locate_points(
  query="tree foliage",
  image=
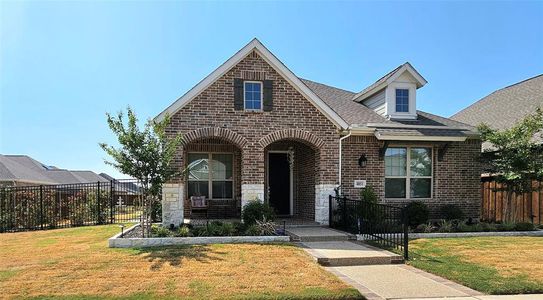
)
(516, 156)
(145, 154)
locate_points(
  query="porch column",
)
(172, 204)
(252, 174)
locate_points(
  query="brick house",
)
(252, 130)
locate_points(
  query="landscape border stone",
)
(117, 241)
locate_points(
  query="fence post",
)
(111, 200)
(98, 201)
(330, 211)
(41, 206)
(405, 235)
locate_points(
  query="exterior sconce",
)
(362, 161)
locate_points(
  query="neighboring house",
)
(254, 130)
(505, 107)
(18, 170)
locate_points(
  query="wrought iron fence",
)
(69, 205)
(382, 224)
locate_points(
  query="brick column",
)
(252, 174)
(172, 204)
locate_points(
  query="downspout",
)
(340, 155)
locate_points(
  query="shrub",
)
(256, 210)
(452, 212)
(524, 226)
(160, 231)
(183, 231)
(445, 226)
(368, 194)
(228, 229)
(417, 213)
(252, 230)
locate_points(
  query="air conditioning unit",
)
(360, 184)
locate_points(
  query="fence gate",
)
(381, 224)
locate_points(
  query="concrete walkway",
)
(399, 281)
(376, 273)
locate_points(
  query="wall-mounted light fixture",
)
(362, 161)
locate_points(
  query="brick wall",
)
(456, 177)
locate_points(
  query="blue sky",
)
(64, 64)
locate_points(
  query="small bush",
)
(256, 210)
(160, 231)
(183, 231)
(445, 226)
(252, 230)
(524, 226)
(368, 194)
(417, 213)
(452, 212)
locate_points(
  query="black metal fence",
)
(69, 205)
(382, 224)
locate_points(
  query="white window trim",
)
(261, 95)
(396, 100)
(210, 179)
(408, 173)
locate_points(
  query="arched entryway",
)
(291, 171)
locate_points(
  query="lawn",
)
(76, 263)
(493, 265)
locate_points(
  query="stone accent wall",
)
(172, 203)
(456, 177)
(251, 192)
(212, 114)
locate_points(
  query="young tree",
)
(515, 157)
(143, 154)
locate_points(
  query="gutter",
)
(349, 133)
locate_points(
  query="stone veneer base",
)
(118, 242)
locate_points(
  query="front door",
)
(279, 183)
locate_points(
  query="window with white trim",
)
(402, 100)
(210, 175)
(252, 93)
(408, 172)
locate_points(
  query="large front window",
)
(210, 175)
(408, 172)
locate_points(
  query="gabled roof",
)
(390, 77)
(22, 168)
(256, 45)
(505, 107)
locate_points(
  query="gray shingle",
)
(505, 107)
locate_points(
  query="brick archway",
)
(215, 132)
(293, 134)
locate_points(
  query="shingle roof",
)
(23, 168)
(354, 112)
(341, 101)
(506, 106)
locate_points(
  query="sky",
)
(64, 64)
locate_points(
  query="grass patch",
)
(76, 263)
(493, 265)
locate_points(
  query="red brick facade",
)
(209, 122)
(456, 176)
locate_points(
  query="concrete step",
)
(349, 253)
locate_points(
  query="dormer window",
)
(402, 100)
(252, 91)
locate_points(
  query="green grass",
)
(493, 265)
(76, 263)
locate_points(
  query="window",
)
(408, 172)
(402, 100)
(253, 95)
(210, 175)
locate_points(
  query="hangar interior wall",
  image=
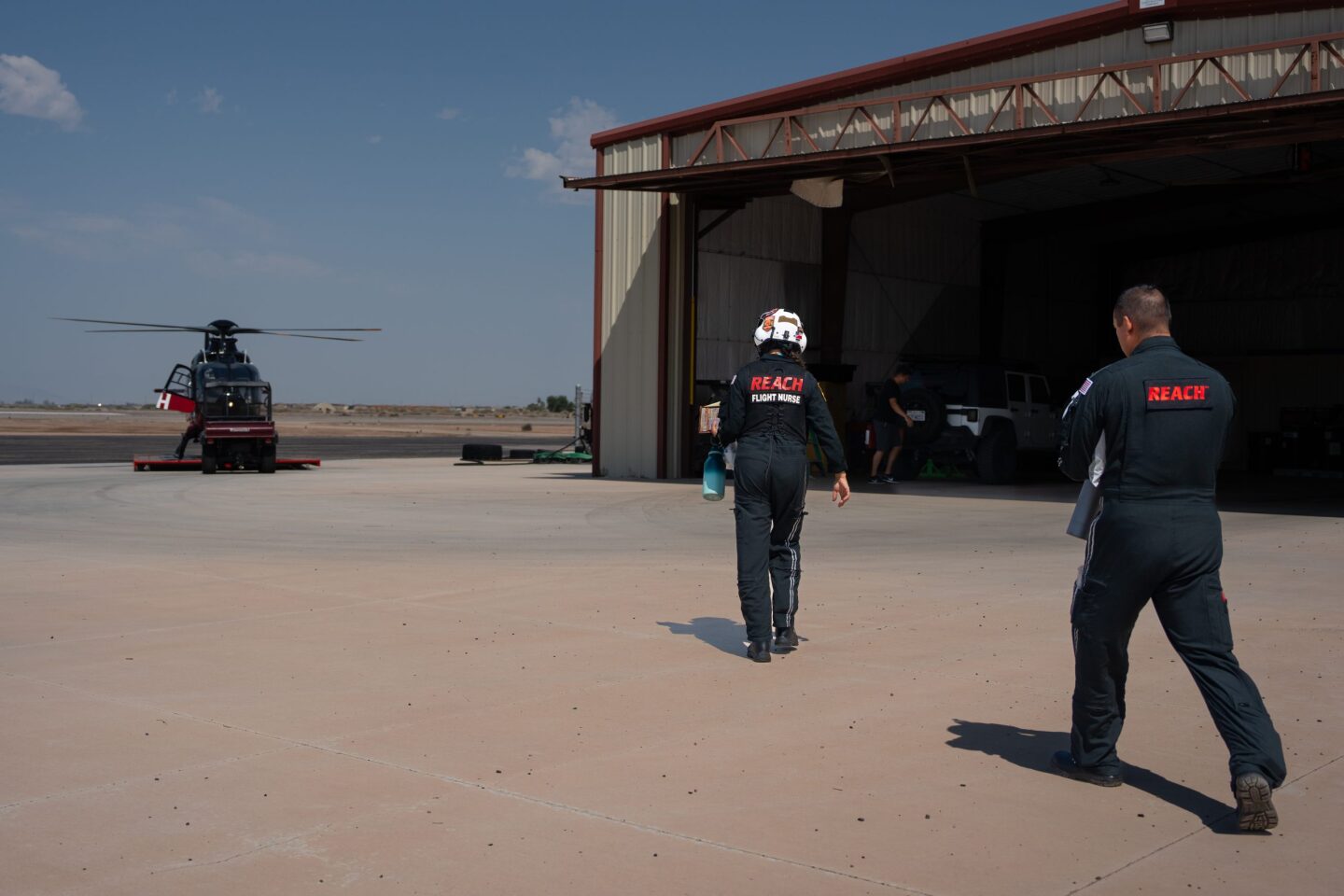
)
(1260, 300)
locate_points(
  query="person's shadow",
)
(1032, 749)
(717, 632)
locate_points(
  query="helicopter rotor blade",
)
(338, 339)
(312, 329)
(155, 327)
(177, 329)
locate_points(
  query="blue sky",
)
(357, 164)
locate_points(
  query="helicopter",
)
(222, 391)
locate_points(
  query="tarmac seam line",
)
(497, 791)
(1197, 831)
(127, 782)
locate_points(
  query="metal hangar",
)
(988, 201)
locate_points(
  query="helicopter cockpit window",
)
(232, 391)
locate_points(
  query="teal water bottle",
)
(715, 471)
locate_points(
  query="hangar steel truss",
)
(1175, 83)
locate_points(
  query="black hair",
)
(1145, 306)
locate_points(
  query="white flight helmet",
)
(782, 328)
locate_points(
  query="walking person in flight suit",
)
(1161, 419)
(773, 404)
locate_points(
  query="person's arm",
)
(901, 412)
(733, 412)
(820, 424)
(1081, 427)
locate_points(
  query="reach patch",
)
(777, 383)
(1169, 395)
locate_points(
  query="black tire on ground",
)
(996, 455)
(933, 410)
(479, 452)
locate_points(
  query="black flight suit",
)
(1164, 418)
(772, 406)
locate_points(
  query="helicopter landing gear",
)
(266, 464)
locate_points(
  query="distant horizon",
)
(350, 164)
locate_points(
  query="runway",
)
(410, 676)
(116, 449)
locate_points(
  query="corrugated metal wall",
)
(629, 324)
(1258, 74)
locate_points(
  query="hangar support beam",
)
(1137, 89)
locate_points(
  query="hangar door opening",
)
(1023, 273)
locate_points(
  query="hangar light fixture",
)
(1157, 31)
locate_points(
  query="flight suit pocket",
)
(1219, 621)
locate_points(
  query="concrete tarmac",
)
(415, 678)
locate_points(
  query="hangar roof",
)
(890, 133)
(961, 54)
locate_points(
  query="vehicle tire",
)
(477, 452)
(934, 412)
(996, 455)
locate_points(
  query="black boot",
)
(1063, 763)
(1254, 807)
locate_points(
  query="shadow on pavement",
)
(717, 632)
(1032, 749)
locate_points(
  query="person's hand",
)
(840, 491)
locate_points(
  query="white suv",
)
(981, 414)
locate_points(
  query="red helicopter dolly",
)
(228, 402)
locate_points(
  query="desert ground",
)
(409, 676)
(93, 436)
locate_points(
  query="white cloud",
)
(210, 262)
(214, 237)
(278, 263)
(208, 101)
(571, 153)
(28, 88)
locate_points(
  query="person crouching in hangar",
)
(773, 404)
(1157, 421)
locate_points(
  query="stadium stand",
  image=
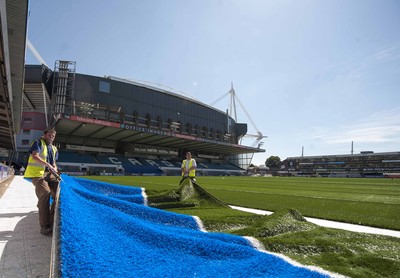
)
(365, 164)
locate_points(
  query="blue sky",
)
(313, 74)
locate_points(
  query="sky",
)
(313, 75)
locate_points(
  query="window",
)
(25, 142)
(104, 87)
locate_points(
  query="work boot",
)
(46, 230)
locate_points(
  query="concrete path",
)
(24, 251)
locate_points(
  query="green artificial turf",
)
(373, 201)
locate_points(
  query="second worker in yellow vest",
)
(41, 164)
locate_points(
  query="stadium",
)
(118, 131)
(108, 125)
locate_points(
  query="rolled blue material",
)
(107, 231)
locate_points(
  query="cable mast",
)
(232, 113)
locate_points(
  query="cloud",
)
(381, 127)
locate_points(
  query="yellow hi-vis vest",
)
(192, 173)
(34, 169)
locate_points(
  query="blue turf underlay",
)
(107, 231)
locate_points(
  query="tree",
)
(273, 162)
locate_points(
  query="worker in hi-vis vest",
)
(42, 171)
(188, 168)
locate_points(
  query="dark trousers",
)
(45, 187)
(193, 179)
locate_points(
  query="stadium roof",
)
(90, 132)
(13, 25)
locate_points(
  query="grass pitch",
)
(370, 202)
(366, 201)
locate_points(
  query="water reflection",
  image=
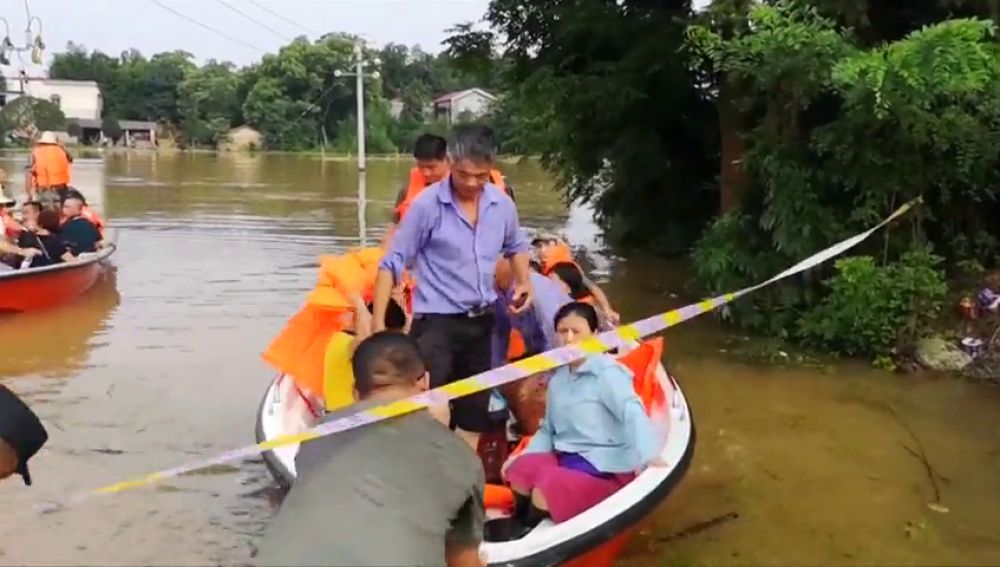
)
(57, 342)
(215, 253)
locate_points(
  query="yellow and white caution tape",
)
(509, 373)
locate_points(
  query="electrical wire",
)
(280, 17)
(206, 26)
(254, 20)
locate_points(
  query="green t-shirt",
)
(381, 495)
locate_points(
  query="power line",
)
(206, 26)
(280, 17)
(254, 20)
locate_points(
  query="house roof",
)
(63, 82)
(448, 97)
(125, 124)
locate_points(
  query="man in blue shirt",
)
(451, 239)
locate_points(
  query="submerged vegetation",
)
(754, 134)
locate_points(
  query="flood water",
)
(159, 364)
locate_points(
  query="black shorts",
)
(456, 347)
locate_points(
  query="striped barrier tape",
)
(499, 376)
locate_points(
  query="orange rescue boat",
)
(29, 289)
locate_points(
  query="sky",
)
(113, 26)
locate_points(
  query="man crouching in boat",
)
(404, 491)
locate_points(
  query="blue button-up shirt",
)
(536, 325)
(454, 261)
(595, 412)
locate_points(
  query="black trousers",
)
(456, 347)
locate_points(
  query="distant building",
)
(81, 102)
(77, 99)
(242, 138)
(460, 105)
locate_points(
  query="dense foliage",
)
(750, 134)
(292, 97)
(764, 131)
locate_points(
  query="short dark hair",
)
(472, 142)
(387, 358)
(395, 317)
(49, 220)
(571, 275)
(74, 194)
(430, 147)
(580, 309)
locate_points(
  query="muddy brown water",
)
(159, 364)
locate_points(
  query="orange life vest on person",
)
(94, 218)
(643, 361)
(515, 347)
(418, 182)
(557, 254)
(49, 166)
(299, 350)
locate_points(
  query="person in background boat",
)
(85, 211)
(452, 237)
(42, 232)
(594, 437)
(10, 253)
(79, 234)
(552, 251)
(21, 436)
(431, 155)
(530, 330)
(9, 227)
(404, 491)
(48, 175)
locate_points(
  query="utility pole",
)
(359, 93)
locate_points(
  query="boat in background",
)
(595, 537)
(29, 289)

▶ [Brief]:
Which lines in the records above include the word "shadow"? Copy them out.

▶ [Solved problem]:
  query="person's shadow",
  query="shadow on pavement",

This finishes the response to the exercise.